───── DATA PROVIDED

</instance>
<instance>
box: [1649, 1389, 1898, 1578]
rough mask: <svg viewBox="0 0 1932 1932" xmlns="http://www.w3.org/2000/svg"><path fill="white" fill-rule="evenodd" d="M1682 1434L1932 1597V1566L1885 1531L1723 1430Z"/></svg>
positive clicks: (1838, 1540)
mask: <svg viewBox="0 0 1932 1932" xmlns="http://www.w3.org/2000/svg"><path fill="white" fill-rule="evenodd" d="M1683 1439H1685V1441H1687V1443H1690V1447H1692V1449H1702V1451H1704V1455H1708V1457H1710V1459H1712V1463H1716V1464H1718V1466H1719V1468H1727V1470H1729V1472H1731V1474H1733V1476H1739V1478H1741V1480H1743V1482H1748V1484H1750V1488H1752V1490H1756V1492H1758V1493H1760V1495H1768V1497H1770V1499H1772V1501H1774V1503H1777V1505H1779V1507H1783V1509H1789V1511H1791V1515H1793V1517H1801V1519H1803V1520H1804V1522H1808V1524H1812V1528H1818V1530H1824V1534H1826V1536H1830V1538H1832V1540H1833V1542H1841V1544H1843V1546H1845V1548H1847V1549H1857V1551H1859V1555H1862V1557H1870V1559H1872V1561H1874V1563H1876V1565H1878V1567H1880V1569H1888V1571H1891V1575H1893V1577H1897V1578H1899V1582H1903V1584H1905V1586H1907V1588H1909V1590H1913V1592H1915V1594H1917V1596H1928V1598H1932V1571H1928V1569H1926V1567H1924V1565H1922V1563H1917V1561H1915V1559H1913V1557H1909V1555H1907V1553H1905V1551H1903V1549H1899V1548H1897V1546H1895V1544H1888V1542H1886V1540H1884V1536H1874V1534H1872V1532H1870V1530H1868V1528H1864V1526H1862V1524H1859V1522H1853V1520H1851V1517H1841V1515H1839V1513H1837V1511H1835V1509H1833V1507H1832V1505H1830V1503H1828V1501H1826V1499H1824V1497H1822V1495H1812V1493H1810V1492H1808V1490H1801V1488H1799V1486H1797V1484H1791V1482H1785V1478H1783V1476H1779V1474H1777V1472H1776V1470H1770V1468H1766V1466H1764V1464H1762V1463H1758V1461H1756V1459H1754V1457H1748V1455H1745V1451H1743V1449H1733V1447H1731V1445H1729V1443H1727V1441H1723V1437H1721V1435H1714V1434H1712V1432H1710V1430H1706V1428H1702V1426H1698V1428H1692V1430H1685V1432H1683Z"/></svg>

──────────

### TASK:
Restate the records above in full, keeping each line exactly as it stands.

### PROBLEM SOLUTION:
</instance>
<instance>
box: [1649, 1389, 1898, 1578]
rough mask: <svg viewBox="0 0 1932 1932" xmlns="http://www.w3.org/2000/svg"><path fill="white" fill-rule="evenodd" d="M1682 1434L1932 1597V1566L1885 1531L1723 1430Z"/></svg>
positive clicks: (1838, 1540)
mask: <svg viewBox="0 0 1932 1932" xmlns="http://www.w3.org/2000/svg"><path fill="white" fill-rule="evenodd" d="M1683 1439H1685V1441H1687V1443H1690V1447H1692V1449H1702V1451H1704V1455H1708V1457H1710V1459H1712V1463H1716V1464H1718V1466H1719V1468H1727V1470H1729V1472H1731V1474H1733V1476H1739V1478H1741V1480H1743V1482H1748V1484H1750V1488H1752V1490H1756V1492H1758V1493H1760V1495H1768V1497H1770V1499H1772V1501H1774V1503H1777V1505H1779V1507H1783V1509H1789V1511H1791V1515H1793V1517H1801V1519H1803V1520H1804V1522H1808V1524H1812V1528H1818V1530H1824V1534H1826V1536H1830V1538H1832V1540H1833V1542H1841V1544H1843V1546H1845V1548H1847V1549H1857V1551H1859V1555H1862V1557H1870V1559H1872V1561H1874V1563H1876V1565H1878V1567H1880V1569H1888V1571H1891V1575H1893V1577H1897V1578H1899V1582H1903V1584H1905V1586H1907V1588H1909V1590H1913V1592H1915V1594H1917V1596H1928V1598H1932V1571H1928V1569H1926V1567H1924V1565H1922V1563H1917V1561H1915V1559H1913V1557H1909V1555H1907V1553H1905V1551H1903V1549H1899V1548H1897V1546H1895V1544H1888V1542H1886V1540H1884V1536H1874V1534H1872V1532H1870V1530H1868V1528H1864V1526H1862V1524H1859V1522H1853V1520H1851V1517H1841V1515H1839V1513H1837V1511H1835V1509H1833V1507H1832V1505H1830V1503H1828V1501H1826V1499H1824V1497H1822V1495H1812V1493H1810V1492H1808V1490H1801V1488H1799V1486H1797V1484H1791V1482H1785V1478H1783V1476H1779V1474H1777V1472H1776V1470H1770V1468H1766V1466H1764V1464H1762V1463H1758V1461H1756V1459H1754V1457H1748V1455H1745V1451H1743V1449H1733V1447H1731V1445H1729V1443H1727V1441H1723V1437H1721V1435H1714V1434H1712V1432H1710V1430H1706V1428H1702V1426H1698V1428H1692V1430H1685V1432H1683Z"/></svg>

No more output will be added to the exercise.